Document extract:

»»

Blog/"Why I Wrote 475 Tests for a Desktop Accounting App"

"Why I Wrote 475 Tests for a Desktop Accounting App"

"2026-05-15"13 min read

Why I Wrote 475 Tests for a Desktop Accounting App

When the books are wrong, the app doesn't crash. It just lies to you. That's what makes testing financial software different.


The Hook: Silent Bugs

Most bugs make noise. The app crashes. The button doesn't work. The text is misaligned. You know something is wrong.

Financial bugs don't make noise. They whisper.

A sale disappears from the UI. The customer balance still shows ₹500. The shop owner shrugs — "probably a display glitch." Months later, the books don't reconcile. The auditor asks questions. Trust erodes.

This is the nightmare that keeps me up at night. And it's why Hisaab Pro — a desktop accounting app for small Indian businesses — has 475 tests.


Hisaab Pro Dashboard SCREENSHOT 1 — Hisaab Pro Dashboard


The App — Three Lines

LayerTechnology
RuntimeNode.js + Express
DatabaseSQLite (AES-256 encrypted, one file per financial year)
FrontendVanilla JavaScript — no frameworks
DeploymentUSB stick. Double-click start.bat. No installation, no cloud, no internet.

Ramesh runs a hardware store in Jaipur. He's 54. He doesn't know what a database is. His nephew set this up on a USB drive — he plugs it in, clicks a button, and expects the ₹50,000 in his cash account to be exactly what his customers have actually paid him.

««

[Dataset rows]
»»

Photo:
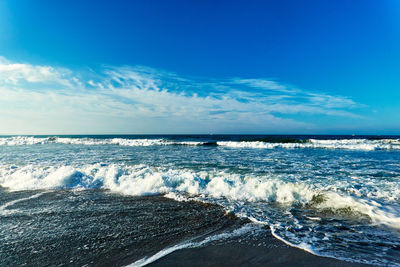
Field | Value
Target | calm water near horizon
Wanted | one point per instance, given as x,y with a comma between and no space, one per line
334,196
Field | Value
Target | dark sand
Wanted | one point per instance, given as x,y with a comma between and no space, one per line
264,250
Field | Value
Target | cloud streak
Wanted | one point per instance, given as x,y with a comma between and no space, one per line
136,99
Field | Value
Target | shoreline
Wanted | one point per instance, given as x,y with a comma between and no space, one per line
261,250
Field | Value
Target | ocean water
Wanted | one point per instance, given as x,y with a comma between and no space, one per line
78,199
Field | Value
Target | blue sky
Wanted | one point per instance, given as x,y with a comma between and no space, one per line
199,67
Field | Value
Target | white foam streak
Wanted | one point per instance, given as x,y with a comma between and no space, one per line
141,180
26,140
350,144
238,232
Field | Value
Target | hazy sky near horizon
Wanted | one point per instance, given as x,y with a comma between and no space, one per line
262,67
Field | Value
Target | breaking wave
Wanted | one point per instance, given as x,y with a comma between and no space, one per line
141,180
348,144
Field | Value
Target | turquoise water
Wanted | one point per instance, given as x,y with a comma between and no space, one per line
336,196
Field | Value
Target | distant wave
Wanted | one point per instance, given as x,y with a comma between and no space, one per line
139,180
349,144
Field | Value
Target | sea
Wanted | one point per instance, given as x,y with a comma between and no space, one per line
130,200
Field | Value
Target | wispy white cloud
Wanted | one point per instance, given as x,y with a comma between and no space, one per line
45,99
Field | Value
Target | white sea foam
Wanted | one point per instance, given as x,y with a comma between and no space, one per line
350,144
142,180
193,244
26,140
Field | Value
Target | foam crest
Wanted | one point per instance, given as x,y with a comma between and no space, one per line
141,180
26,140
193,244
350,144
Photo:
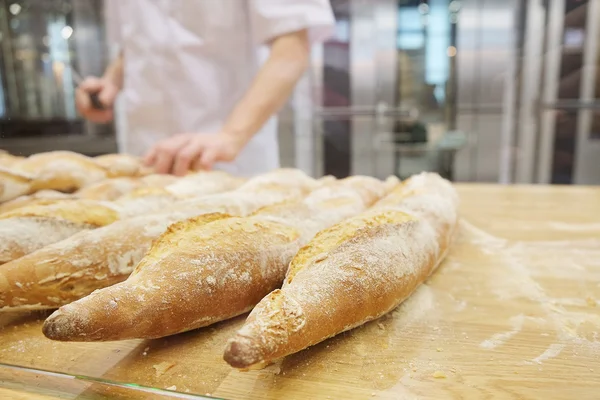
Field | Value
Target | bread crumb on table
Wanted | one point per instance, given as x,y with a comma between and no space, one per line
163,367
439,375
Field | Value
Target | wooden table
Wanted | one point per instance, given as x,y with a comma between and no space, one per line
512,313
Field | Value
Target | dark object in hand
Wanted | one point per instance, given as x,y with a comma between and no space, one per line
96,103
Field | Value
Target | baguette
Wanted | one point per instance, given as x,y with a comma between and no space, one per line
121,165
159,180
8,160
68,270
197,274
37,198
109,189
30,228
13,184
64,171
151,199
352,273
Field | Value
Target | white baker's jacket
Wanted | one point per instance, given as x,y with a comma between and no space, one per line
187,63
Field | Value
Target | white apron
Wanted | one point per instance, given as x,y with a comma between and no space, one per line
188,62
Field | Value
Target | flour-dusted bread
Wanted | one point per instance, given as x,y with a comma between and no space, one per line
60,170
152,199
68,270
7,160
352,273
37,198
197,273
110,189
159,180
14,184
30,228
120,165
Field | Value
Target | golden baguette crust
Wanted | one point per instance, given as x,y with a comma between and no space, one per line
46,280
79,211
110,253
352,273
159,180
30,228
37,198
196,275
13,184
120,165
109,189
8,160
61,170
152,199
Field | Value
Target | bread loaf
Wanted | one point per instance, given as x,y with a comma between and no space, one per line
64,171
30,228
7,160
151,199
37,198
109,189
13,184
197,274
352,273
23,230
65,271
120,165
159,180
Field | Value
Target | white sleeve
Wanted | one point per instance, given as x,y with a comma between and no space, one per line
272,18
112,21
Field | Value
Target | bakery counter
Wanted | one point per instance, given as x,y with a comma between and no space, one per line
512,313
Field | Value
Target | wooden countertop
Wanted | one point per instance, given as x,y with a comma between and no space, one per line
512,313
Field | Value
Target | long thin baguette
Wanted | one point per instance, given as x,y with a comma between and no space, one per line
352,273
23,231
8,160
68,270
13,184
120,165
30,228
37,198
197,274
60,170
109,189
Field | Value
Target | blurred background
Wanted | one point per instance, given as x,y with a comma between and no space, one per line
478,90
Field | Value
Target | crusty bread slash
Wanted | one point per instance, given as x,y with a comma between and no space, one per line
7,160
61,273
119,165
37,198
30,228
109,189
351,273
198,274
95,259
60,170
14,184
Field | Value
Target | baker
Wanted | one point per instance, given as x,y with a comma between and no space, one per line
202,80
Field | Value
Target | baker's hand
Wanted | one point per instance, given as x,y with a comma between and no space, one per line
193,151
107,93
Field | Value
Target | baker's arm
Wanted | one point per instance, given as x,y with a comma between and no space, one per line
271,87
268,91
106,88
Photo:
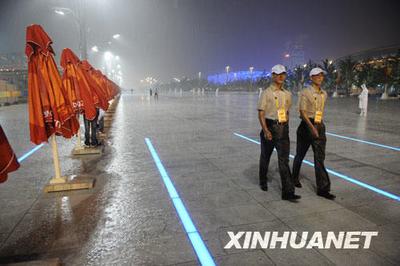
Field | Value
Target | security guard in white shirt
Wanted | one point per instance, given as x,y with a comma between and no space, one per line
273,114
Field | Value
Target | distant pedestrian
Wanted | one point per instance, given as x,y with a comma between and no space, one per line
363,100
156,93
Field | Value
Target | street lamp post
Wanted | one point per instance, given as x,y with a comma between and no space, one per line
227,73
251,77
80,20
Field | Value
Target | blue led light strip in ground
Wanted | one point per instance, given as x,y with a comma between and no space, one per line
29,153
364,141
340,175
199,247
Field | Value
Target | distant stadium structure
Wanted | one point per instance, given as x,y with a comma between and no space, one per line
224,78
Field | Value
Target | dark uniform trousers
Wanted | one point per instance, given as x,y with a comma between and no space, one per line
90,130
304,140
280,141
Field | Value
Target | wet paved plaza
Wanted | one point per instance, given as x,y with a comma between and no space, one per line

««

Problem details:
For each statement, say yes or no according to the blog post, and quote the exact words from it that settle the answer. 1. The frontend of Hisaab Pro is built on a JavaScript framework. 2. Each financial year is kept in its own database file. 3. Hisaab Pro needs an internet connection to run. The records have nothing to do with the blog post.

Full output:
1. No: "Vanilla JavaScript — no frameworks"
2. Yes: "one file per financial year"
3. No: "No installation, no cloud, no internet."